▶ **Work instruction**
Lay out every line of the records below as a numbered list, skipping any blank lines and leaving the pictures out.

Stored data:

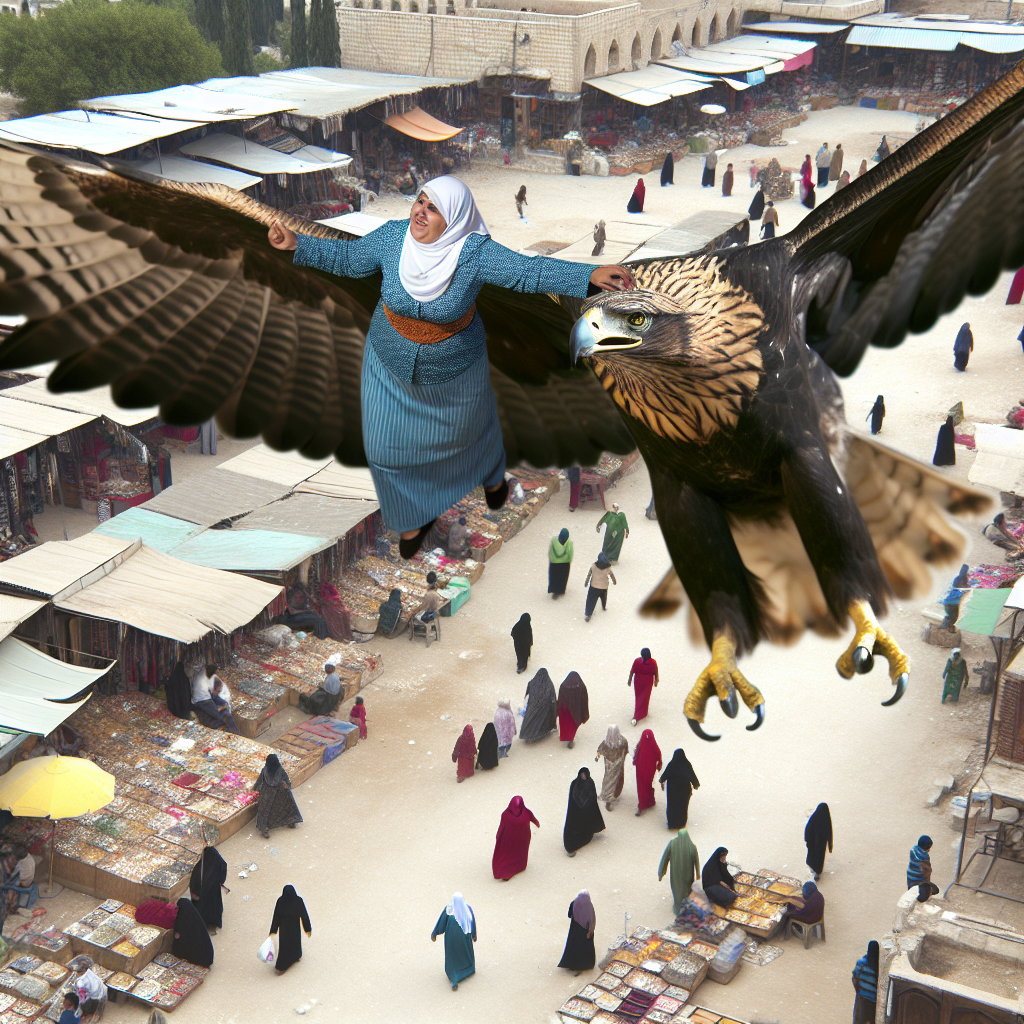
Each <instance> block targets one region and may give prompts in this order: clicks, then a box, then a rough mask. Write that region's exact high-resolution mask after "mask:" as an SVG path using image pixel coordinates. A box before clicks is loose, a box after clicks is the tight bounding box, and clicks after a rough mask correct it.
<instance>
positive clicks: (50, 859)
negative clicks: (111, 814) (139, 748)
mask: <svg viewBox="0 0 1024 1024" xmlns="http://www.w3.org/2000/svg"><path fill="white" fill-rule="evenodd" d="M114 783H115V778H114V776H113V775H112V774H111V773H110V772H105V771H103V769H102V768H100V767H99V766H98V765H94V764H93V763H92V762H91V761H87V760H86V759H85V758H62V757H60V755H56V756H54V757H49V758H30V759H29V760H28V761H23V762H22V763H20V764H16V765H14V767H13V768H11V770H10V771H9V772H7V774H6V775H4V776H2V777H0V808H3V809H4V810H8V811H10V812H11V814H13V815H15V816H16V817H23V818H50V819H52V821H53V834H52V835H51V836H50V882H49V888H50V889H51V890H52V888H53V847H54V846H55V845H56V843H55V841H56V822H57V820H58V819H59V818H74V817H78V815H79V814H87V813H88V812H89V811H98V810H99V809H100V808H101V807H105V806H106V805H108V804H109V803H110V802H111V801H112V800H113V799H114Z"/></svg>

▶ **Task response**
1. Each <instance> block targets one region and may give prompts in this order: clicks, then a box, then a rough mask. Write that region's exact high-resolution mask after "mask:" as an SVG path using image pixel coordinates. A box before clicks is loose, a box after clicks is the tight bounding box, and clicks after a rough mask correct it.
2. <instance>
3. positive clicks: (50, 859)
4. negative clicks: (111, 814) (139, 748)
5. mask: <svg viewBox="0 0 1024 1024" xmlns="http://www.w3.org/2000/svg"><path fill="white" fill-rule="evenodd" d="M114 783H115V778H114V776H113V775H112V774H111V773H110V772H105V771H103V769H102V768H100V767H99V766H98V765H94V764H93V763H92V762H91V761H87V760H86V759H85V758H62V757H60V755H56V756H54V757H49V758H30V759H29V760H28V761H23V762H22V763H20V764H16V765H14V767H13V768H11V770H10V771H9V772H7V774H6V775H4V776H2V777H0V808H3V809H4V810H8V811H10V812H11V814H13V815H15V816H16V817H23V818H50V819H52V821H53V834H52V835H51V836H50V882H49V888H50V889H51V890H52V888H53V847H54V846H55V845H56V843H55V841H56V822H57V820H58V819H59V818H74V817H78V815H79V814H87V813H88V812H89V811H98V810H99V809H100V808H101V807H105V806H106V805H108V804H109V803H110V802H111V801H112V800H113V799H114Z"/></svg>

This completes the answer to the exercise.